───── Record set
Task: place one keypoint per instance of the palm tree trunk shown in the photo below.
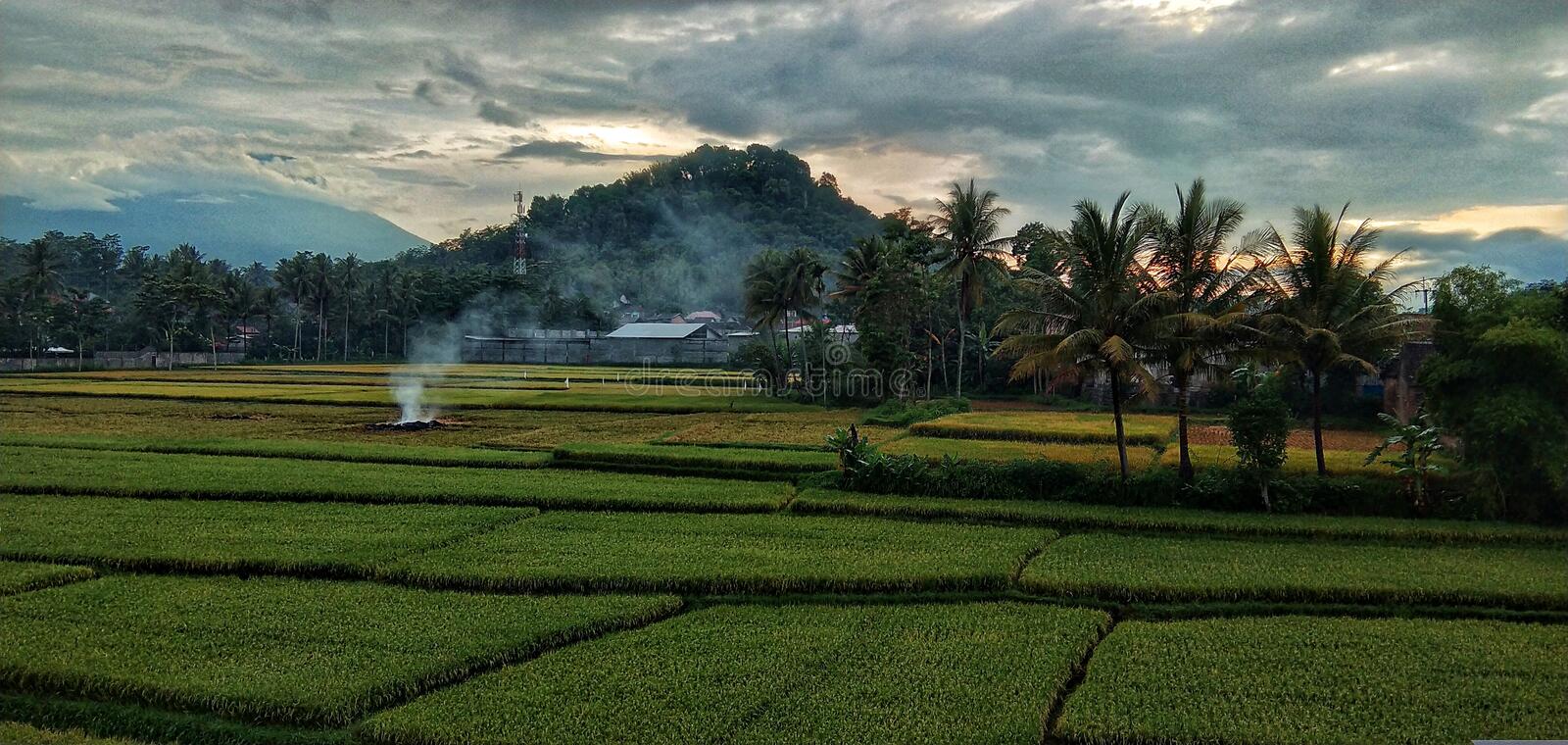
(1115, 412)
(1317, 421)
(1181, 428)
(930, 357)
(960, 378)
──────────
Turn the lines above into a numbered list, skipping any blank lines. Leave the pictures out of your answer.

» Solution for this exercise
1. Task: place one keypoint per instance of the palm tree trunk shown in the photo below.
2. (1115, 412)
3. (1317, 421)
4. (1181, 428)
5. (930, 357)
6. (960, 378)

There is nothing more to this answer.